- MATERIAL PROVIDED -
'''
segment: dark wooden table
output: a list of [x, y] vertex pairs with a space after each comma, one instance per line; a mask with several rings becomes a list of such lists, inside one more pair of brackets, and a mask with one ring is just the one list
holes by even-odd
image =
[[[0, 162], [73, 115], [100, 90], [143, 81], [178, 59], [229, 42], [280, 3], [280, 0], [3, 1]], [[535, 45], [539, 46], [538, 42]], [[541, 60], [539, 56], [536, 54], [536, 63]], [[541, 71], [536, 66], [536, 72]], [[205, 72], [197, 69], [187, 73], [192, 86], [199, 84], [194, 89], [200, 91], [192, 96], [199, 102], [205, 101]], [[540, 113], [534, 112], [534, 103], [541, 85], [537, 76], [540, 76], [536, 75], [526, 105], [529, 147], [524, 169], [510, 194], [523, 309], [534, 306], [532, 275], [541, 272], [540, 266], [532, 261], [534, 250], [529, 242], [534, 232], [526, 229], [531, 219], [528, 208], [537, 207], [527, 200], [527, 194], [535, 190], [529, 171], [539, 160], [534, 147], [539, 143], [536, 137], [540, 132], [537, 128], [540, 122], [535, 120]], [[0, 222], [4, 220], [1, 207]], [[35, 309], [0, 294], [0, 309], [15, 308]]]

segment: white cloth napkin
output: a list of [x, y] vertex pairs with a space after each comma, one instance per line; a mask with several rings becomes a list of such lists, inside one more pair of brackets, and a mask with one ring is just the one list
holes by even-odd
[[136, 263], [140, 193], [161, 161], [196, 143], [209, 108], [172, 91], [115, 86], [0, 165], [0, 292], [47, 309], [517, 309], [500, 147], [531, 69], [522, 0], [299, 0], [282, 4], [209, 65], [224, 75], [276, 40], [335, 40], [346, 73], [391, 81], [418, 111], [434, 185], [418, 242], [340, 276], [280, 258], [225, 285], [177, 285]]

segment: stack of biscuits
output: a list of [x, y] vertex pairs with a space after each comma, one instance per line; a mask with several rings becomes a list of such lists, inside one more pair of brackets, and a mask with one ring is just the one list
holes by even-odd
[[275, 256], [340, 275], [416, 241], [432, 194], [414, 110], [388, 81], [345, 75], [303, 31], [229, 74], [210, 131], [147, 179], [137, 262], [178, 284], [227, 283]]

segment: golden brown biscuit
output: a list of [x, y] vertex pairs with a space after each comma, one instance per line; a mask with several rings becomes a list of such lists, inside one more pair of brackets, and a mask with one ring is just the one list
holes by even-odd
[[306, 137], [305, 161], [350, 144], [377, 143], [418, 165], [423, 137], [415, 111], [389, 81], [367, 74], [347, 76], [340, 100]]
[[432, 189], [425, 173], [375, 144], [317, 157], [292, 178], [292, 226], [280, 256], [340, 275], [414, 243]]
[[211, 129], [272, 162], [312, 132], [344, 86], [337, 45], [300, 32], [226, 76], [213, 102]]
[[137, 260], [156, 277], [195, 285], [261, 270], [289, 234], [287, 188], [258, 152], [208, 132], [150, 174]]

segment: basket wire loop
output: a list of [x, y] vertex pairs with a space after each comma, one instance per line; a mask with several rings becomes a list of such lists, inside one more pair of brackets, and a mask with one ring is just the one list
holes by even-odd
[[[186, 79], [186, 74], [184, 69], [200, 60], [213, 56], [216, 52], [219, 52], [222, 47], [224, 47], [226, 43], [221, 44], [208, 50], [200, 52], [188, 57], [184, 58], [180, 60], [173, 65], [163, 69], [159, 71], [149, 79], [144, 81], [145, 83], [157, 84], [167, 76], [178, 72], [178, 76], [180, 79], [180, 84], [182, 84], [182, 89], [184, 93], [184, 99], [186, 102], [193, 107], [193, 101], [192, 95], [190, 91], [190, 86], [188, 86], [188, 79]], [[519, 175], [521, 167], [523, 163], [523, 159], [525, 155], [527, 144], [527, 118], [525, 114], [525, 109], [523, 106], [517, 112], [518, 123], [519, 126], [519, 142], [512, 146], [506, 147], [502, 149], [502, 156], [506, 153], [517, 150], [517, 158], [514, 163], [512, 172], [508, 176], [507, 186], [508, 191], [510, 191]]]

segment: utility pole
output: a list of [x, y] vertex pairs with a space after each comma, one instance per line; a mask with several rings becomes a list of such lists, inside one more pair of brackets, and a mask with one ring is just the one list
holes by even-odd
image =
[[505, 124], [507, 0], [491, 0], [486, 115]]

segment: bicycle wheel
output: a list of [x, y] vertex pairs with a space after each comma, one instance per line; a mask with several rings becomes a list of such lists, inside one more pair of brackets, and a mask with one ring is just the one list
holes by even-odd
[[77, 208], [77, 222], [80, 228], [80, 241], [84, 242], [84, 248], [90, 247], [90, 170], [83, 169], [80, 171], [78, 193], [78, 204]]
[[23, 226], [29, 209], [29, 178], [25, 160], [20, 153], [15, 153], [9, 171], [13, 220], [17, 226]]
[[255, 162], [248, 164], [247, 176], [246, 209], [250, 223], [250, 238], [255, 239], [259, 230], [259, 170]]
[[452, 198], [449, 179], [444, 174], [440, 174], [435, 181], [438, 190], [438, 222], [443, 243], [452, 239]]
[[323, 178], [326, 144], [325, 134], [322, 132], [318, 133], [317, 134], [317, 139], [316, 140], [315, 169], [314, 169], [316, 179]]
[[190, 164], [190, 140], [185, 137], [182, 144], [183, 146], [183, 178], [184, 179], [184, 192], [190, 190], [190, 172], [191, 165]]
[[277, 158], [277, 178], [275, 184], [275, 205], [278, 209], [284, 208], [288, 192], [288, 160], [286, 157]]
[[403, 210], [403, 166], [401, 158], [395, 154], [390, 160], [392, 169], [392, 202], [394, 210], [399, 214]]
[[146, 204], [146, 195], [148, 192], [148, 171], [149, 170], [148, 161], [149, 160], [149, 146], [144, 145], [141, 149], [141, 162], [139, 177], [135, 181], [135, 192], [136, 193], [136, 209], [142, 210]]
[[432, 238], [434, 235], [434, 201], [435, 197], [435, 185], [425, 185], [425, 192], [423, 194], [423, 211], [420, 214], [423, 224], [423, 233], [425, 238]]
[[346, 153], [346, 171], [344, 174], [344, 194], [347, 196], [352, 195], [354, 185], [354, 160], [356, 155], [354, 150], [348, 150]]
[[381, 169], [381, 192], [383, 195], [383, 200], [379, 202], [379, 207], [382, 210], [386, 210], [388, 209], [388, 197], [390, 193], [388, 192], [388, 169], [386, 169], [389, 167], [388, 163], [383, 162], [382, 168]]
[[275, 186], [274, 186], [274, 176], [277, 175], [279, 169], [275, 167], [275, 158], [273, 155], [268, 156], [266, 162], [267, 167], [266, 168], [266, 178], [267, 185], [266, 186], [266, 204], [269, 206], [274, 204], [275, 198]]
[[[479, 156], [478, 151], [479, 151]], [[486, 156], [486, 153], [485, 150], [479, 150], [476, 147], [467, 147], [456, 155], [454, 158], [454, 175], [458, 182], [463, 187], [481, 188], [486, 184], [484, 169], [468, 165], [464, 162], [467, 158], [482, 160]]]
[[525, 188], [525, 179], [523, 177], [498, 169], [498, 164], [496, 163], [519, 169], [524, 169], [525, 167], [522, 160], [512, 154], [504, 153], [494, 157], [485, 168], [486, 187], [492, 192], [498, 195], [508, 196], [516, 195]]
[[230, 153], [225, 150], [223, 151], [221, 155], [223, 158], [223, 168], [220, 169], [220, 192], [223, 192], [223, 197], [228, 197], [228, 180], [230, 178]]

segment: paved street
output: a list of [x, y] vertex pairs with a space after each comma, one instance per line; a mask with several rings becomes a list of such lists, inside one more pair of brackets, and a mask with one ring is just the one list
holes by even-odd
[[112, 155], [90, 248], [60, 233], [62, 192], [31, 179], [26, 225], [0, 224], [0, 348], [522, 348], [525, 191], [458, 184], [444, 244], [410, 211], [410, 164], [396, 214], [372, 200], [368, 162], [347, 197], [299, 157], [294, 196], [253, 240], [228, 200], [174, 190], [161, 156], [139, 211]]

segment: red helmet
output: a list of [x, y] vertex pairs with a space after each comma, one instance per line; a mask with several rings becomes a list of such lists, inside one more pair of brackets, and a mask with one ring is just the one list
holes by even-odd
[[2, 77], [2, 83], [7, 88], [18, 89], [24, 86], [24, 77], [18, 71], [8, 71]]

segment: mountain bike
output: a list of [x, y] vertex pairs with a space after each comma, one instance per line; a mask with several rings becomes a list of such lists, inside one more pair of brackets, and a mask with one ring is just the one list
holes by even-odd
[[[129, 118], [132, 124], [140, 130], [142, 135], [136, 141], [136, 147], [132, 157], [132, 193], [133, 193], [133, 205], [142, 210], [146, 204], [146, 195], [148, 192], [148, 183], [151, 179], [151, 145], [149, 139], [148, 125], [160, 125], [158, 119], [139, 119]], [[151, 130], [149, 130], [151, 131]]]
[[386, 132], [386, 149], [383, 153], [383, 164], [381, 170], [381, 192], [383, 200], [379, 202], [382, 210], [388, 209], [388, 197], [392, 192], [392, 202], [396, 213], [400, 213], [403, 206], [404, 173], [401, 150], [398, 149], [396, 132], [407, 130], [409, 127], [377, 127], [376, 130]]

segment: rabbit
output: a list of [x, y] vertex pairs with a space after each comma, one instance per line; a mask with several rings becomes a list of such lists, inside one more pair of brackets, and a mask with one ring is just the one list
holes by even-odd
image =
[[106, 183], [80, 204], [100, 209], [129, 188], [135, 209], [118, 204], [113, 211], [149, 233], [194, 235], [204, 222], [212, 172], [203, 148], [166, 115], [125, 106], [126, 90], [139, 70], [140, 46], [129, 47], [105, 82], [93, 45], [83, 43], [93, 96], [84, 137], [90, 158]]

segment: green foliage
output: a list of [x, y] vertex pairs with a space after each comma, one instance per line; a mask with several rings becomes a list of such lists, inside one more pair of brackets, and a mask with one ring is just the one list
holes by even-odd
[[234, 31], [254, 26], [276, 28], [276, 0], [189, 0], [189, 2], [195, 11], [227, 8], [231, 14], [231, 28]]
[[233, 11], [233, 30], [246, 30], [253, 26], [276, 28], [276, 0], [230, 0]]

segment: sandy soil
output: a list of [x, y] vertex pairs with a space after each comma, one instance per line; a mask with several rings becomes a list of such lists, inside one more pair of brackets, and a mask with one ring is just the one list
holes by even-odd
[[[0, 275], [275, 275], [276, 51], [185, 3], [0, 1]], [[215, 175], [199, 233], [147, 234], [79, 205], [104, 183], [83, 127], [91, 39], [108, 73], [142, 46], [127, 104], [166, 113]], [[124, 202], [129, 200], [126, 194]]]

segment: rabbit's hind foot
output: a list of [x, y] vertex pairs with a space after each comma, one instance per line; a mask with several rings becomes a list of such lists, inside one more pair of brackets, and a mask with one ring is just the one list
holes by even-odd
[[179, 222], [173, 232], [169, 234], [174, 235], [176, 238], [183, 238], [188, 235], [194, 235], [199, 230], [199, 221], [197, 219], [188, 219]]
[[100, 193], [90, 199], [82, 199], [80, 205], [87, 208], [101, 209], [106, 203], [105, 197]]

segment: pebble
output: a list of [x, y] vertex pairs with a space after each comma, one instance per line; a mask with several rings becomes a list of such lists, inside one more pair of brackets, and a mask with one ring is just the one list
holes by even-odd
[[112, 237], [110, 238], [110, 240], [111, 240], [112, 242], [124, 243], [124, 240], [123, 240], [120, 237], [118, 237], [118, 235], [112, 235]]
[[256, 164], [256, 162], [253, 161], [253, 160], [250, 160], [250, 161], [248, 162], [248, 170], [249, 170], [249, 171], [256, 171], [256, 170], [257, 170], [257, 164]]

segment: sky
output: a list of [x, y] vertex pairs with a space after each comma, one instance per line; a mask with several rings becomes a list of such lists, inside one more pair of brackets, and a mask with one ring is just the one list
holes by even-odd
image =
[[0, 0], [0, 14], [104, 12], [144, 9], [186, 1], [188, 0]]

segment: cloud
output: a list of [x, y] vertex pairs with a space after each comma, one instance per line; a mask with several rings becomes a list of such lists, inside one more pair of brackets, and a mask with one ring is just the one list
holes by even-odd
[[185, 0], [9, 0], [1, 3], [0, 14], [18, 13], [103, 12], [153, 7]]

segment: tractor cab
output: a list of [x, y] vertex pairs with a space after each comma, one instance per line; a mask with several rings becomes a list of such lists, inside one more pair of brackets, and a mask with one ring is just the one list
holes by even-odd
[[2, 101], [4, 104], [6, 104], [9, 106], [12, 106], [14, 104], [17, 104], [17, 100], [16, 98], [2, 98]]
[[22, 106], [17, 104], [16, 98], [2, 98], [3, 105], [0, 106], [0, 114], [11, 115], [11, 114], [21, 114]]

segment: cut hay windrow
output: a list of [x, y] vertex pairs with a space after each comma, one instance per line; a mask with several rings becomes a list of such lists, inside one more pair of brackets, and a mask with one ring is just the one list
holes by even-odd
'''
- TASK OBJECTIVE -
Please turn the lines of the listing above into a JSON array of strings, one string per line and no blank lines, starting at the line that contains "segment: green foliage" and ending with the line that contains "14], [231, 28]]".

- RESPONSE BELOW -
[
  "segment: green foliage",
  "output: a list of [x, y] vertex pairs with a space after each comma, one instance per line; a mask with several rings becomes a list of such lists, inside one more pair of brackets, and a mask with one ring is just the one list",
  "holes by even-odd",
  "[[234, 31], [254, 26], [276, 28], [276, 0], [189, 0], [189, 2], [195, 11], [227, 8], [231, 14], [231, 28]]"
]